■ **Exercise objective**
From the entries that follow, gather each line holding the word "waterfall".

■ **The records**
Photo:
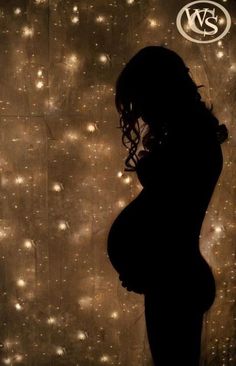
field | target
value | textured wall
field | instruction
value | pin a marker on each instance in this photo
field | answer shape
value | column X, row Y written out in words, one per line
column 60, row 158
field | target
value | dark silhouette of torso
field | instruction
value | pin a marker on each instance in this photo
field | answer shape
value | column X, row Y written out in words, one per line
column 154, row 241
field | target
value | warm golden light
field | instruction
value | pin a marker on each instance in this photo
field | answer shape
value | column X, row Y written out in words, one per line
column 27, row 32
column 21, row 282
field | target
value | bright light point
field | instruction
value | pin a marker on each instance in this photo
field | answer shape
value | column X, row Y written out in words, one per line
column 127, row 180
column 100, row 19
column 220, row 54
column 104, row 358
column 21, row 282
column 218, row 229
column 39, row 84
column 18, row 307
column 72, row 61
column 7, row 361
column 81, row 335
column 91, row 127
column 75, row 19
column 18, row 358
column 121, row 203
column 103, row 58
column 17, row 11
column 57, row 187
column 153, row 23
column 51, row 320
column 27, row 32
column 60, row 351
column 62, row 225
column 114, row 315
column 73, row 136
column 233, row 67
column 28, row 244
column 85, row 302
column 19, row 180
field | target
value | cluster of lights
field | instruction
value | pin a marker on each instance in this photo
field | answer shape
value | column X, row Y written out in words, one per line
column 72, row 62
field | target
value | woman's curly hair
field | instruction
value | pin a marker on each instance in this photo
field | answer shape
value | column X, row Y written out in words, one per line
column 155, row 78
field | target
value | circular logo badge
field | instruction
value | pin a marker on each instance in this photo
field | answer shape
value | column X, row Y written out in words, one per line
column 203, row 21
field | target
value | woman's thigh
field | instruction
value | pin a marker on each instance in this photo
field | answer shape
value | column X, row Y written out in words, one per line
column 174, row 331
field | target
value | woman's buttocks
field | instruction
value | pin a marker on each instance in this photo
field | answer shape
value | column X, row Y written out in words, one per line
column 187, row 279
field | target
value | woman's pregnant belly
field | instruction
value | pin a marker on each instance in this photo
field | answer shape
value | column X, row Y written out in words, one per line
column 148, row 252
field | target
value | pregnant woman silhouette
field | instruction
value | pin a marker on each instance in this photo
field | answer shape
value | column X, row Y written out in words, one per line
column 154, row 242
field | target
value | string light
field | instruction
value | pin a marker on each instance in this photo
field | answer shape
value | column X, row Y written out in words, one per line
column 91, row 127
column 17, row 11
column 72, row 61
column 75, row 19
column 100, row 19
column 153, row 23
column 21, row 282
column 103, row 58
column 40, row 72
column 51, row 320
column 27, row 32
column 60, row 351
column 38, row 2
column 114, row 315
column 85, row 158
column 81, row 335
column 28, row 244
column 220, row 54
column 39, row 84
column 18, row 306
column 63, row 225
column 19, row 180
column 57, row 187
column 105, row 358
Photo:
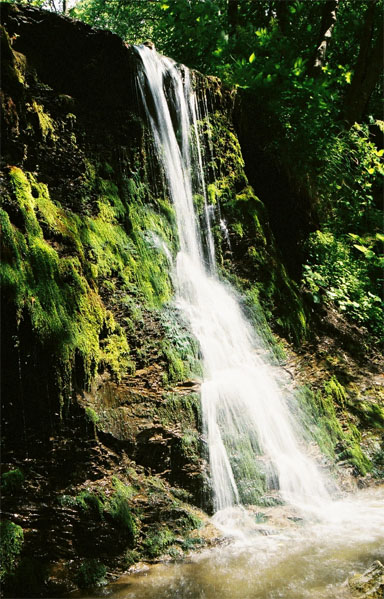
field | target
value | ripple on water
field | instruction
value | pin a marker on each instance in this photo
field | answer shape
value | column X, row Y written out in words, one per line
column 296, row 559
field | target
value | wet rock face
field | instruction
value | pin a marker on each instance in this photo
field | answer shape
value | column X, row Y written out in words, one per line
column 103, row 457
column 71, row 57
column 370, row 584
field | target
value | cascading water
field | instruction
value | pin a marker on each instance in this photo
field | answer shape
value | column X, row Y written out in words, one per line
column 249, row 428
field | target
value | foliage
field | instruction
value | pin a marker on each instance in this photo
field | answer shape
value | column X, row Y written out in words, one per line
column 330, row 425
column 270, row 49
column 11, row 542
column 120, row 509
column 12, row 481
column 157, row 540
column 90, row 573
column 349, row 275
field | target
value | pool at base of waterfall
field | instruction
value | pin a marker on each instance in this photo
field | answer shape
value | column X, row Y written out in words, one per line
column 273, row 553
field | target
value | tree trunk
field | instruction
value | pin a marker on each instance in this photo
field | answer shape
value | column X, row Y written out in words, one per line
column 233, row 8
column 369, row 67
column 328, row 20
column 282, row 15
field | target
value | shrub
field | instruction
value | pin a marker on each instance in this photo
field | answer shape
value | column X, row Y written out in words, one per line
column 12, row 481
column 11, row 542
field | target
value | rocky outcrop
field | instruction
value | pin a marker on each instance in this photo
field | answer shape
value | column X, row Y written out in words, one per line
column 104, row 459
column 370, row 584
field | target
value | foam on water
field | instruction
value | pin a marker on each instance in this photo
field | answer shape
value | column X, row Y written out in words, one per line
column 245, row 412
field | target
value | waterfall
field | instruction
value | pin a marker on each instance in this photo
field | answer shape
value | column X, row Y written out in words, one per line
column 250, row 430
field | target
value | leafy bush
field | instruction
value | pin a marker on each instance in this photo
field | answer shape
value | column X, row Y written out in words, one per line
column 12, row 481
column 11, row 542
column 348, row 275
column 120, row 510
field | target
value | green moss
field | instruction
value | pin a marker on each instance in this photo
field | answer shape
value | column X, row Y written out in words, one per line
column 46, row 124
column 326, row 411
column 90, row 503
column 11, row 542
column 91, row 415
column 157, row 540
column 29, row 577
column 119, row 509
column 91, row 573
column 131, row 557
column 12, row 481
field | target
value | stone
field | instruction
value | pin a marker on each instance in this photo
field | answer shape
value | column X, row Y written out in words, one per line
column 370, row 584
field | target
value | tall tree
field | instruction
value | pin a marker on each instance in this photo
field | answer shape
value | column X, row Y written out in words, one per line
column 369, row 66
column 328, row 21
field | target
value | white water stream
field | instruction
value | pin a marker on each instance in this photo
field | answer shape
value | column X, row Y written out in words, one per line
column 248, row 424
column 307, row 548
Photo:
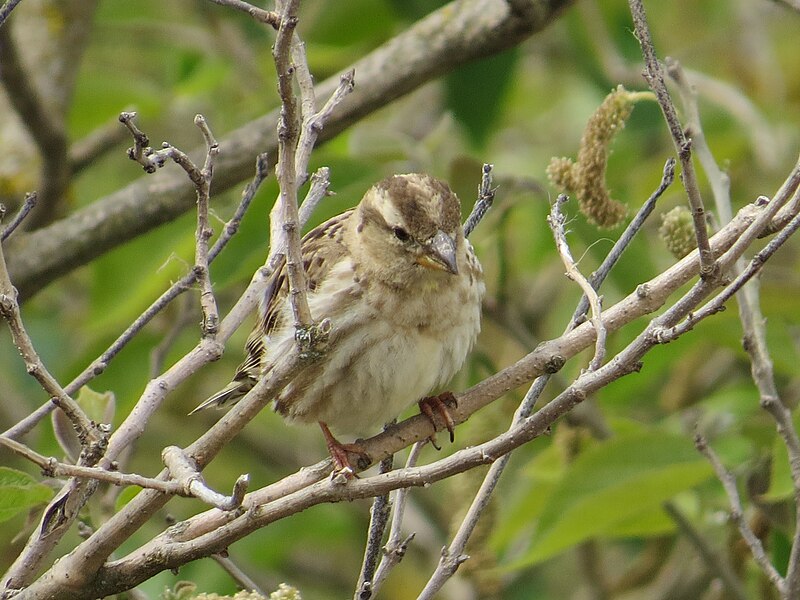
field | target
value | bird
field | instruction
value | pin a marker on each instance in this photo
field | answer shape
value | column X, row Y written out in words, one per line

■ **Solution for this exercise**
value | pool at base of waterfall
value | waterfall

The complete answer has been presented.